Detection annotation records
>> Begin

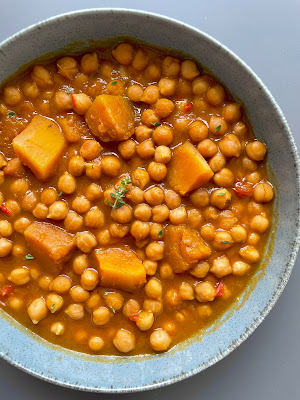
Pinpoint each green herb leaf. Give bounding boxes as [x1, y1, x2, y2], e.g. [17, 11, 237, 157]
[106, 176, 131, 211]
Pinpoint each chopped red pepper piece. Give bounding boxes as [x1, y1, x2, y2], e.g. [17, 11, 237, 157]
[233, 181, 253, 198]
[184, 103, 194, 111]
[0, 204, 11, 215]
[129, 314, 139, 322]
[0, 286, 14, 297]
[216, 282, 224, 297]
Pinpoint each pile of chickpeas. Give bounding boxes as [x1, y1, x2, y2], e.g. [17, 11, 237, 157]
[0, 43, 274, 354]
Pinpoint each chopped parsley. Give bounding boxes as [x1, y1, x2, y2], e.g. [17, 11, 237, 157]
[106, 176, 131, 211]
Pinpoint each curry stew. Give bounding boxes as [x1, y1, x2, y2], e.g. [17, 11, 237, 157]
[0, 43, 274, 355]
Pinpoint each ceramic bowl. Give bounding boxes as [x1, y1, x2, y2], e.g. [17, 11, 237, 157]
[0, 9, 299, 392]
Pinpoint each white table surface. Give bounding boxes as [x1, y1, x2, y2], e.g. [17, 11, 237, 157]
[0, 0, 300, 400]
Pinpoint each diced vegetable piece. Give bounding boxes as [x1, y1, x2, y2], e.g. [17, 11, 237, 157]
[95, 247, 146, 292]
[85, 94, 134, 142]
[165, 225, 211, 273]
[24, 222, 75, 272]
[167, 141, 214, 195]
[13, 115, 65, 181]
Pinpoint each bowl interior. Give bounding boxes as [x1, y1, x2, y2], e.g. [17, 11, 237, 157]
[0, 9, 299, 392]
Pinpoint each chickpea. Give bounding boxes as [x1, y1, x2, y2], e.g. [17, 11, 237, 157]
[219, 133, 242, 157]
[159, 262, 174, 279]
[111, 43, 134, 65]
[50, 322, 65, 336]
[135, 125, 153, 142]
[150, 329, 172, 351]
[253, 182, 274, 203]
[195, 282, 216, 303]
[192, 75, 210, 95]
[93, 307, 112, 326]
[132, 49, 149, 71]
[179, 282, 195, 300]
[136, 311, 154, 331]
[65, 303, 84, 321]
[79, 139, 103, 161]
[46, 293, 64, 314]
[0, 220, 14, 237]
[64, 211, 83, 233]
[68, 156, 85, 176]
[213, 168, 234, 187]
[14, 217, 31, 233]
[246, 140, 267, 161]
[144, 186, 165, 206]
[27, 297, 48, 325]
[113, 328, 135, 353]
[54, 90, 73, 111]
[39, 275, 53, 290]
[80, 51, 99, 75]
[143, 260, 157, 275]
[109, 223, 129, 238]
[70, 285, 90, 303]
[88, 336, 104, 352]
[49, 275, 72, 294]
[3, 86, 22, 106]
[141, 108, 159, 128]
[189, 261, 210, 278]
[80, 268, 99, 290]
[210, 256, 232, 278]
[10, 178, 29, 197]
[197, 139, 218, 158]
[41, 188, 57, 206]
[130, 221, 150, 240]
[47, 200, 69, 221]
[72, 254, 89, 275]
[169, 206, 187, 225]
[158, 78, 177, 97]
[230, 225, 247, 243]
[21, 191, 38, 212]
[208, 153, 226, 172]
[85, 183, 103, 201]
[104, 292, 124, 312]
[0, 238, 12, 257]
[232, 261, 251, 276]
[72, 196, 91, 214]
[206, 84, 226, 107]
[239, 246, 260, 263]
[140, 85, 159, 104]
[152, 125, 173, 146]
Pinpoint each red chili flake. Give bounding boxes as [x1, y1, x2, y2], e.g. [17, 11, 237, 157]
[216, 282, 224, 297]
[233, 181, 253, 198]
[184, 103, 194, 111]
[0, 204, 11, 215]
[0, 286, 14, 297]
[129, 314, 139, 322]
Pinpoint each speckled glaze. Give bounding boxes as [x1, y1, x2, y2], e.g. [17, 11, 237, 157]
[0, 9, 299, 392]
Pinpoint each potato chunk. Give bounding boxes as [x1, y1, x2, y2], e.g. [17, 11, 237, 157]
[85, 94, 134, 142]
[165, 225, 211, 273]
[95, 247, 146, 292]
[24, 222, 75, 273]
[167, 141, 214, 195]
[13, 115, 65, 181]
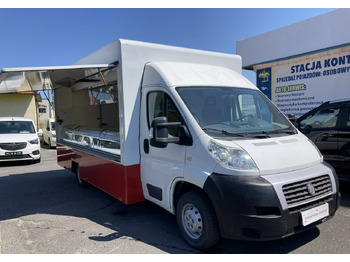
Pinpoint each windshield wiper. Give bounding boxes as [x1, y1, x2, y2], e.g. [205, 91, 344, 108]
[253, 130, 297, 138]
[202, 127, 246, 137]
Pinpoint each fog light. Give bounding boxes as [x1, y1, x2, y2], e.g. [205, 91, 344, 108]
[32, 150, 40, 156]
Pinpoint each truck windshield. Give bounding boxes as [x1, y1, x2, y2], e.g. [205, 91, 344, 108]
[176, 86, 296, 138]
[0, 121, 35, 134]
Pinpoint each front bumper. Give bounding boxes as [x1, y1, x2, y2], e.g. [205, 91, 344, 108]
[204, 165, 339, 240]
[0, 146, 41, 162]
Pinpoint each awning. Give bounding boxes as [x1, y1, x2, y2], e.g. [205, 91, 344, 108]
[0, 63, 117, 93]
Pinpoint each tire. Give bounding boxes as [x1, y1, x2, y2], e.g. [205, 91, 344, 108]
[176, 191, 220, 250]
[75, 167, 89, 187]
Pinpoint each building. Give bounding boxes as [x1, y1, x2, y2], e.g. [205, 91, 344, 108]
[237, 9, 350, 117]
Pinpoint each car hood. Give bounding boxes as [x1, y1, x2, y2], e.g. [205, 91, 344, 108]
[0, 134, 38, 143]
[219, 133, 322, 175]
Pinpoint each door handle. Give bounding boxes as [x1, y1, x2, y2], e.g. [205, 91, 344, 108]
[321, 133, 334, 137]
[143, 139, 149, 154]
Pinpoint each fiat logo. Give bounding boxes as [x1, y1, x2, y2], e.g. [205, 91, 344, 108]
[306, 183, 315, 195]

>> End

Please put every line of the rows above into a JSON list of strings, one string per line, with blank lines skipped and the pictures left out.

[
  "Pinpoint each green herb leaf. Give bounding boxes as [x1, y1, x2, y2], e.g. [17, 11, 237, 157]",
  "[106, 176, 131, 211]",
  "Pinpoint each chopped red pepper piece. Give bounding boxes as [x1, y1, x2, y2], e.g. [17, 11, 237, 157]",
  "[233, 181, 253, 198]",
  "[184, 103, 194, 111]",
  "[0, 204, 11, 215]",
  "[129, 314, 139, 322]",
  "[0, 286, 14, 297]",
  "[216, 282, 224, 297]",
  "Pinpoint each pile of chickpeas. Give bounding boxes as [x1, y1, x2, y2], e.g. [17, 11, 237, 157]",
  "[0, 43, 274, 354]",
  "Pinpoint each chopped parsley. Give bounding boxes as [x1, y1, x2, y2], e.g. [17, 11, 237, 157]",
  "[106, 176, 131, 211]",
  "Pinpoint each curry stew. Give bounding boxes as [x1, y1, x2, y2], e.g. [17, 11, 237, 157]",
  "[0, 43, 274, 355]",
  "Pinpoint each ceramic bowl. Give bounding boxes as [x1, y1, x2, y2], e.g. [17, 11, 237, 157]",
  "[0, 9, 299, 392]",
  "Pinpoint each white table surface. Give bounding boxes as [x1, y1, x2, y2], e.g. [17, 11, 237, 157]",
  "[0, 0, 300, 400]",
  "Pinpoint each diced vegetable piece. Give bounding boxes as [x1, y1, x2, y2], e.g. [17, 11, 237, 157]",
  "[95, 247, 146, 292]",
  "[85, 94, 134, 142]",
  "[165, 225, 211, 273]",
  "[24, 222, 75, 272]",
  "[167, 141, 214, 195]",
  "[13, 115, 65, 181]",
  "Pinpoint each bowl interior. Give bounding boxes as [x1, y1, x2, y2], e.g. [17, 11, 237, 157]",
  "[0, 9, 299, 392]",
  "Pinpoint each chickpea. Give bounding boxes as [x1, y1, x2, y2], e.g. [17, 11, 237, 157]",
  "[219, 133, 242, 157]",
  "[159, 262, 174, 279]",
  "[111, 43, 134, 65]",
  "[50, 322, 65, 336]",
  "[135, 125, 153, 142]",
  "[150, 329, 172, 351]",
  "[253, 182, 274, 203]",
  "[195, 282, 216, 303]",
  "[192, 75, 210, 95]",
  "[93, 307, 112, 326]",
  "[132, 49, 149, 71]",
  "[179, 282, 195, 300]",
  "[136, 311, 154, 331]",
  "[65, 303, 84, 321]",
  "[79, 139, 103, 161]",
  "[46, 293, 64, 314]",
  "[0, 220, 14, 237]",
  "[64, 211, 83, 233]",
  "[68, 156, 85, 176]",
  "[213, 168, 234, 187]",
  "[14, 217, 31, 233]",
  "[246, 140, 267, 161]",
  "[144, 186, 165, 206]",
  "[27, 297, 48, 325]",
  "[113, 328, 135, 353]",
  "[54, 90, 73, 111]",
  "[39, 275, 53, 290]",
  "[80, 51, 99, 75]",
  "[143, 260, 157, 275]",
  "[109, 223, 129, 238]",
  "[70, 285, 90, 303]",
  "[88, 336, 104, 352]",
  "[49, 275, 72, 294]",
  "[3, 86, 22, 106]",
  "[141, 108, 159, 128]",
  "[189, 261, 210, 278]",
  "[80, 268, 99, 290]",
  "[210, 256, 232, 278]",
  "[10, 178, 29, 197]",
  "[197, 139, 218, 158]",
  "[41, 188, 57, 206]",
  "[130, 221, 150, 240]",
  "[47, 200, 69, 221]",
  "[72, 254, 89, 275]",
  "[169, 206, 187, 225]",
  "[158, 78, 177, 97]",
  "[230, 225, 247, 243]",
  "[21, 191, 38, 212]",
  "[208, 153, 226, 172]",
  "[85, 183, 103, 201]",
  "[104, 292, 124, 312]",
  "[0, 238, 12, 257]",
  "[232, 261, 251, 276]",
  "[72, 196, 91, 214]",
  "[206, 84, 226, 107]",
  "[239, 246, 260, 263]",
  "[140, 85, 159, 104]",
  "[152, 125, 173, 146]",
  "Pinpoint each red chili flake. Give bounding boxes as [x1, y1, x2, y2], e.g. [17, 11, 237, 157]",
  "[216, 282, 224, 297]",
  "[233, 181, 253, 198]",
  "[184, 103, 194, 111]",
  "[0, 204, 11, 215]",
  "[0, 286, 14, 297]",
  "[129, 314, 139, 322]",
  "Pinpoint each speckled glaze. Give bounding boxes as [x1, y1, x2, y2], e.g. [17, 11, 237, 157]",
  "[0, 9, 299, 392]",
  "Pinpoint each potato chunk. Give bounding boxes as [x1, y1, x2, y2], e.g. [17, 11, 237, 157]",
  "[85, 94, 134, 142]",
  "[165, 225, 211, 273]",
  "[95, 247, 146, 292]",
  "[24, 222, 75, 273]",
  "[167, 141, 214, 195]",
  "[13, 115, 65, 181]",
  "Pinpoint each windshield wiper. Give bounding boxes as [x1, y1, x2, y2], e.g. [205, 91, 344, 108]",
  "[253, 130, 297, 138]",
  "[202, 127, 246, 137]",
  "Pinpoint each fog light. Give bounding boxes as [x1, y1, x2, y2], e.g. [205, 91, 344, 108]",
  "[32, 150, 40, 156]",
  "Pinpoint each truck windshield. Give bounding boxes as [x1, y1, x2, y2], e.g. [205, 91, 344, 108]",
  "[176, 86, 296, 138]",
  "[0, 121, 35, 134]",
  "Pinpoint each front bumper. Give bounding boxes as [x1, y1, x2, y2], e.g. [205, 91, 344, 108]",
  "[204, 165, 339, 240]",
  "[0, 146, 41, 162]",
  "Pinpoint each awning. Give bounding boxes as [x1, y1, x2, y2], e.g. [205, 91, 344, 108]",
  "[0, 63, 117, 93]",
  "Pinpoint each tire. Give bounding boxes as [x1, y1, x2, y2], e.g. [205, 91, 344, 108]",
  "[176, 191, 220, 250]",
  "[75, 167, 89, 187]",
  "Pinpoint each building. Give bounding boxes as [x1, y1, x2, y2], e.g. [205, 91, 344, 108]",
  "[237, 9, 350, 117]",
  "Pinpoint each car hood. Give bounding boxes as [x1, y1, x2, y2], e.g. [205, 91, 344, 108]",
  "[0, 134, 38, 143]",
  "[219, 133, 322, 175]",
  "Pinpoint each door handle. Give bounding boxes as [x1, y1, x2, y2], e.g. [205, 91, 344, 108]",
  "[321, 133, 334, 137]",
  "[143, 139, 149, 154]",
  "Pinpoint each fiat logo. Give bounding boxes as [x1, y1, x2, y2], e.g. [205, 91, 344, 108]",
  "[306, 183, 315, 195]"
]